▸ What you have to do
Print every entry below verbatim, leaving out the picture.

## start Working data

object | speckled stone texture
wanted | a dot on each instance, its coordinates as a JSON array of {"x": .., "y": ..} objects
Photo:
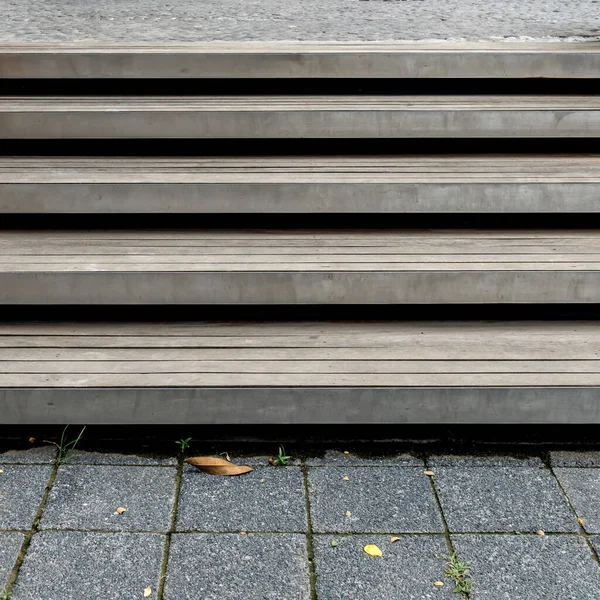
[
  {"x": 384, "y": 499},
  {"x": 406, "y": 571},
  {"x": 87, "y": 497},
  {"x": 263, "y": 20},
  {"x": 10, "y": 545},
  {"x": 266, "y": 499},
  {"x": 22, "y": 488},
  {"x": 236, "y": 567},
  {"x": 503, "y": 499},
  {"x": 530, "y": 567},
  {"x": 582, "y": 487},
  {"x": 67, "y": 565}
]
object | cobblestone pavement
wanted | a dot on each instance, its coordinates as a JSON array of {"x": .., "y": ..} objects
[
  {"x": 529, "y": 527},
  {"x": 158, "y": 21}
]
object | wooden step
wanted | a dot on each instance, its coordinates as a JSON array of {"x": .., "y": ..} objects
[
  {"x": 299, "y": 267},
  {"x": 392, "y": 372},
  {"x": 299, "y": 60},
  {"x": 256, "y": 117},
  {"x": 382, "y": 184}
]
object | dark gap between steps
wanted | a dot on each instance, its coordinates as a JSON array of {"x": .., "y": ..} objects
[
  {"x": 351, "y": 147},
  {"x": 297, "y": 87},
  {"x": 301, "y": 222}
]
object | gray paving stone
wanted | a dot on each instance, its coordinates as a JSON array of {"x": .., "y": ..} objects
[
  {"x": 41, "y": 454},
  {"x": 87, "y": 497},
  {"x": 73, "y": 565},
  {"x": 529, "y": 567},
  {"x": 266, "y": 499},
  {"x": 379, "y": 500},
  {"x": 81, "y": 457},
  {"x": 22, "y": 488},
  {"x": 406, "y": 571},
  {"x": 574, "y": 458},
  {"x": 503, "y": 499},
  {"x": 337, "y": 458},
  {"x": 582, "y": 486},
  {"x": 484, "y": 460},
  {"x": 235, "y": 567},
  {"x": 10, "y": 545},
  {"x": 192, "y": 21}
]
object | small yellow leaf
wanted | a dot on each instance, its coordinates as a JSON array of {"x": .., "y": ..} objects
[
  {"x": 372, "y": 550},
  {"x": 217, "y": 466}
]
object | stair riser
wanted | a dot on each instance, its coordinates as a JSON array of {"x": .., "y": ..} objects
[
  {"x": 271, "y": 198},
  {"x": 298, "y": 61},
  {"x": 285, "y": 124},
  {"x": 286, "y": 405},
  {"x": 256, "y": 287}
]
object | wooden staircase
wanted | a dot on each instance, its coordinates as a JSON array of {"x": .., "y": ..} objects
[{"x": 129, "y": 231}]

## end Working data

▸ Response below
object | speckled stone texture
wanted | a dot on each instance, its coordinates as a JSON array of {"x": .., "y": ..} objects
Photo:
[
  {"x": 384, "y": 499},
  {"x": 406, "y": 571},
  {"x": 87, "y": 497},
  {"x": 263, "y": 20},
  {"x": 10, "y": 545},
  {"x": 266, "y": 499},
  {"x": 22, "y": 488},
  {"x": 236, "y": 567},
  {"x": 503, "y": 499},
  {"x": 530, "y": 567},
  {"x": 582, "y": 487},
  {"x": 67, "y": 565}
]
object | cobblestone pavement
wanted | a dot on each instance, its coordinates as a JSON array of {"x": .., "y": ..} objects
[
  {"x": 529, "y": 527},
  {"x": 158, "y": 21}
]
object | wooden step
wanted | a dot on each instance, its coordinates as a JSON array of {"x": .., "y": ..} objects
[
  {"x": 299, "y": 267},
  {"x": 392, "y": 372},
  {"x": 299, "y": 60},
  {"x": 256, "y": 117},
  {"x": 382, "y": 184}
]
object | dark gap between steps
wanted | a dot on each instance, its coordinates as a JSON array of {"x": .., "y": ..} objects
[
  {"x": 351, "y": 147},
  {"x": 297, "y": 87},
  {"x": 301, "y": 222}
]
object | gray paving stone
wanted | a dot on each instance, its coordinates as a JSON array of {"x": .., "y": ..} objects
[
  {"x": 41, "y": 454},
  {"x": 87, "y": 497},
  {"x": 73, "y": 565},
  {"x": 529, "y": 567},
  {"x": 266, "y": 499},
  {"x": 379, "y": 500},
  {"x": 81, "y": 457},
  {"x": 22, "y": 488},
  {"x": 406, "y": 571},
  {"x": 574, "y": 458},
  {"x": 503, "y": 499},
  {"x": 337, "y": 458},
  {"x": 582, "y": 486},
  {"x": 484, "y": 460},
  {"x": 235, "y": 567},
  {"x": 10, "y": 545},
  {"x": 192, "y": 21}
]
object | small yellow leaf
wanted | a dot on each instance, its coordinates as a JSON array of {"x": .., "y": ..} objects
[
  {"x": 372, "y": 550},
  {"x": 217, "y": 466}
]
object | stair riser
wanted | a dot on each instance, its coordinates as a JSON array of {"x": .., "y": ..} objects
[
  {"x": 271, "y": 198},
  {"x": 298, "y": 61},
  {"x": 285, "y": 124},
  {"x": 286, "y": 405},
  {"x": 256, "y": 287}
]
object | wooden staircase
wanted | a dot on each instance, its coordinates as a JSON array of {"x": .., "y": ..} objects
[{"x": 129, "y": 231}]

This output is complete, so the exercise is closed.